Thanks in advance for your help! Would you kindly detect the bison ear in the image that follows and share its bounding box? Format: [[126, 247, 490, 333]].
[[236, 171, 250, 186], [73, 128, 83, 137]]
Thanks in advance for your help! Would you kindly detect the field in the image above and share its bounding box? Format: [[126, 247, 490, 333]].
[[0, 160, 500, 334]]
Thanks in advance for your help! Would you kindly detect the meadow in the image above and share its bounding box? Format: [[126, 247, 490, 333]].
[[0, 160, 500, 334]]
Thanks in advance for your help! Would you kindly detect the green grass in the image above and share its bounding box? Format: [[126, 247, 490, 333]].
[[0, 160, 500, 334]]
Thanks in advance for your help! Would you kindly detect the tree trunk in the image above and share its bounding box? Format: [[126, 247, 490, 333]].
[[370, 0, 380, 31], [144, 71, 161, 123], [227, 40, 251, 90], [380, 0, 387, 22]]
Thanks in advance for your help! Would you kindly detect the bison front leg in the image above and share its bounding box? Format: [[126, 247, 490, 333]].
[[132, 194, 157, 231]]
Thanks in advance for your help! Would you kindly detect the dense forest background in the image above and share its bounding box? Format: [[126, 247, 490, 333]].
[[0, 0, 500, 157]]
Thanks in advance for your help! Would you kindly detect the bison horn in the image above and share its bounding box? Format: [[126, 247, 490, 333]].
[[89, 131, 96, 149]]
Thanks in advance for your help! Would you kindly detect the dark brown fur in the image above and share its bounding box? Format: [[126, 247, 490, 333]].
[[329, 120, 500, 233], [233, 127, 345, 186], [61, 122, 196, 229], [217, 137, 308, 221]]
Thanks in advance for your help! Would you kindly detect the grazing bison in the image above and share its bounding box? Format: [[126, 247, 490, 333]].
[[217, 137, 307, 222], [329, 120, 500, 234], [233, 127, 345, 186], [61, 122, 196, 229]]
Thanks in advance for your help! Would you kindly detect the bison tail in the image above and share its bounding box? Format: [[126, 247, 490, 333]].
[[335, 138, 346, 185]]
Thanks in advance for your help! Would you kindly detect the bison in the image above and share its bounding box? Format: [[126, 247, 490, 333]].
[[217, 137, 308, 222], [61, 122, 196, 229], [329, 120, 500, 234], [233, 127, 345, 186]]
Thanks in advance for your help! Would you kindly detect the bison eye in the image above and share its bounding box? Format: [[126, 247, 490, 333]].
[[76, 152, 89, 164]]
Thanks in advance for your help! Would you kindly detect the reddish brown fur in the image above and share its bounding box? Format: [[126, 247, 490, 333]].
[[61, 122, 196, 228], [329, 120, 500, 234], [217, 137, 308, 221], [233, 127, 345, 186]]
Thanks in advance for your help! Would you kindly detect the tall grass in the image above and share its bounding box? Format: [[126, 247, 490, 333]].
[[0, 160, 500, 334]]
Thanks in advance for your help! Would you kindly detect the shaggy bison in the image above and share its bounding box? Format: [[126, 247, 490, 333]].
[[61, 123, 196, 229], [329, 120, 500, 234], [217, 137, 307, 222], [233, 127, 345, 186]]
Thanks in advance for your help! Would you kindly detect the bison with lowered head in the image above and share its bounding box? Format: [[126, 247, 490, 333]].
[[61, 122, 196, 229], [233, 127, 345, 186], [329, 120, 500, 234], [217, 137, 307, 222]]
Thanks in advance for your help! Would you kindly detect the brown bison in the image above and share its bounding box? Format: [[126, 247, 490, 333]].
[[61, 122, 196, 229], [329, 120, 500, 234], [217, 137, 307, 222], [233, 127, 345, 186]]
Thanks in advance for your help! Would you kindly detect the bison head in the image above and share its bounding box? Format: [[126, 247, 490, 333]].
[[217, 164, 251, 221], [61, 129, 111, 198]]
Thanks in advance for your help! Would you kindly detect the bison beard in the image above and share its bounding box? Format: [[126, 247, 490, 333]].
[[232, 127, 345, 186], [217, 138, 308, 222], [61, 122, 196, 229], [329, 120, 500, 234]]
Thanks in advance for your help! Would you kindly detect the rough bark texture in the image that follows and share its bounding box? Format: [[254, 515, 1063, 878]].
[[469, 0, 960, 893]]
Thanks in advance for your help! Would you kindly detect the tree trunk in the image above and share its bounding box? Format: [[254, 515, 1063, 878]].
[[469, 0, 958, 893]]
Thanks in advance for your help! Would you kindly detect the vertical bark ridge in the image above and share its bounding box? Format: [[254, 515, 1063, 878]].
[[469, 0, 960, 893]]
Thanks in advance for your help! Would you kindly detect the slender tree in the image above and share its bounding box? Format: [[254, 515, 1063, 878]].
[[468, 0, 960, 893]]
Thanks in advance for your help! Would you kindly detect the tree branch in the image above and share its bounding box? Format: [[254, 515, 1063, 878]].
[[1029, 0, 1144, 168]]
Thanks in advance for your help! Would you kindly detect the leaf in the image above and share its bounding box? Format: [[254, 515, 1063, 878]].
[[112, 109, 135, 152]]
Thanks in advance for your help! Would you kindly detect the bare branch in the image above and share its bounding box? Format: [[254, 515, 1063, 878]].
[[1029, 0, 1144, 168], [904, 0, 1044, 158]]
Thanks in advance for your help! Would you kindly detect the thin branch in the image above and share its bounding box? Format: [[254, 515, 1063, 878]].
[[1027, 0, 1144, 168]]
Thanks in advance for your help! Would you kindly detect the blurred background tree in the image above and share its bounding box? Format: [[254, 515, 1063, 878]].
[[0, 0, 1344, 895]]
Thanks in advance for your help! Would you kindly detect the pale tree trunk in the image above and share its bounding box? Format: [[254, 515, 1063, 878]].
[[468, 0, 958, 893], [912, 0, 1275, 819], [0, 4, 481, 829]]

----

Reproduce every row above verbatim, without any change.

**The result:**
Thanks in advance for your help! Would you kindly detect the bison ear in the image that follows and share its bounding box? Format: [[126, 247, 490, 333]].
[[236, 171, 250, 186], [73, 128, 83, 137]]
Thanks in advance for your help! Would you kindly detect the field in the image above and share its bounding box? Format: [[126, 247, 490, 333]].
[[0, 160, 500, 334]]
Thanks in advance for your help! Would you kindly detect the meadow in the image above and share its bounding box? Format: [[126, 247, 490, 333]].
[[0, 160, 500, 334]]
Thanks in advance for your help! Would you kindly detect the green grass in the image above and share its bounding box? Format: [[126, 247, 490, 333]].
[[0, 160, 500, 334]]
Thanks in advance for your help! Would you kindly detect the tree trunk in the image above and share its bounding box? Format: [[126, 247, 490, 333]].
[[370, 0, 380, 31], [144, 71, 161, 123], [227, 40, 251, 90], [380, 0, 387, 22]]
Thanks in advance for your help! Would you kindly detect the bison front leg in the image above and share its bounding box? Format: [[126, 247, 490, 333]].
[[132, 194, 157, 231]]
Thanks in advance for your help! Would you kindly detect the dense forest background in the image above and share its bounding box? Format: [[126, 247, 490, 333]].
[[0, 0, 500, 157]]
Thanks in advance for your help! Would you kindly detect the bison horn in the image above and share its bounding box? Format: [[126, 247, 490, 333]].
[[89, 131, 96, 149]]
Thanks in advance for your help! Would you kindly detect the dark brown fur in the image above and share its bounding box? Format: [[126, 247, 490, 333]].
[[329, 120, 500, 233], [233, 127, 345, 186], [61, 122, 196, 229], [217, 137, 308, 221]]
Thanks in advance for your help! Would you kindly detect the grazing bison in the image above and share its bounding box? Format: [[126, 247, 490, 333]].
[[217, 137, 307, 222], [329, 120, 500, 234], [233, 127, 345, 186], [61, 122, 196, 229]]
Thanks in advance for your help! Would you kindly detect the bison tail in the image above and share its bounding box? Format: [[126, 247, 490, 333]].
[[335, 138, 346, 185]]
Thanks in advance for your help! Would you kindly detect the bison in the image above and share its bounding box? Format: [[126, 247, 490, 333]].
[[217, 137, 308, 222], [61, 122, 196, 229], [329, 120, 500, 234], [233, 127, 345, 186]]
Thanks in advance for your help! Would you kindly detect the bison eye in the image above and share its bounding box? Format: [[126, 247, 490, 333]].
[[76, 152, 89, 164]]
Thanks in advance for your help! Would you kindly detect the reddish brown fur in the image above and share its bounding box? Format: [[126, 247, 490, 333]].
[[61, 122, 196, 228], [329, 120, 500, 234], [217, 137, 308, 221], [233, 127, 345, 186]]
Thanks in advance for your help! Would you kindly detect the tall grass in the image above and share its bounding box? Format: [[126, 247, 490, 333]].
[[0, 160, 500, 334]]
Thanks in advance for your help! Would you kindly detect the shaggy bison in the image above and share its bounding box? Format: [[126, 247, 490, 333]].
[[61, 123, 196, 229], [329, 120, 500, 234], [217, 137, 307, 222], [233, 127, 345, 186]]
Thanks in advance for your help! Would you kindly detect the bison with lowered head in the image above and share its bounding box? Format: [[126, 247, 490, 333]].
[[61, 122, 196, 229], [233, 127, 345, 186], [329, 120, 500, 234], [217, 137, 307, 222]]
Thanks in advance for your help! Would you kindly detect the brown bison in the image above and share its bounding box? Format: [[126, 247, 490, 333]].
[[61, 122, 196, 229], [329, 120, 500, 234], [217, 137, 307, 222], [233, 127, 345, 186]]
Thanks in advance for your help! Would you kindly detect the bison head in the image above and share its bounding box? Format: [[126, 247, 490, 333]].
[[217, 164, 251, 221], [61, 129, 111, 198]]
Thanks in advance for your help! Would you kindly detect the bison beard in the image above and share its bounding box? Format: [[126, 247, 490, 333]].
[[232, 127, 345, 186], [217, 138, 308, 222], [61, 122, 196, 229], [329, 120, 500, 234]]
Thanks in advance for your help! Would you kindly detect the rough bark texture in the image that follows and share its bounding box? Format: [[254, 515, 1063, 878]].
[[469, 0, 960, 893]]
Thanks in advance for your help! Would you kindly detect the tree trunk in the image above and share its bounding box? Format: [[254, 515, 1063, 878]].
[[469, 0, 958, 893]]
Thanks in advance for your help! Would you kindly detect the vertical bark ridge in the image above and share its bounding box? Format: [[254, 515, 1063, 878]].
[[469, 0, 960, 893]]
Thanks in advance for your help! Would you kindly detect the slender tree in the image above and share its bounding box? Format: [[254, 515, 1063, 878]].
[[468, 0, 960, 893]]
Thanks in advance for your help! Would you kindly detect the tree branch in the image above and share its bounding box? Format: [[254, 515, 1063, 878]].
[[1029, 0, 1144, 168]]
Thanks in advance for your help! Would you kindly detect the leaf in the image above and share its bounding box? Format: [[254, 515, 1063, 878]].
[[112, 109, 135, 152]]
Thanks in advance for your help! Would you kindly detect the bare branch in the image above and share its bounding box? Format: [[254, 515, 1063, 878]].
[[1029, 0, 1144, 168], [904, 0, 1044, 158]]
Thanks in advance for your help! Would you kindly detect the thin branch in the image above and share its bounding box? Format: [[254, 515, 1063, 878]].
[[1027, 0, 1144, 168]]
Thanks in advance for your help! Would you kindly detect the blurred background tree in the image above and share its bounding box? Format: [[254, 515, 1063, 878]].
[[0, 0, 1344, 895]]
Thanks in advance for your help! Would you kindly detect the pale tree trunk in the image above and share its bounding box? Format: [[254, 515, 1063, 878]].
[[468, 0, 958, 893], [912, 0, 1275, 819], [0, 4, 481, 829]]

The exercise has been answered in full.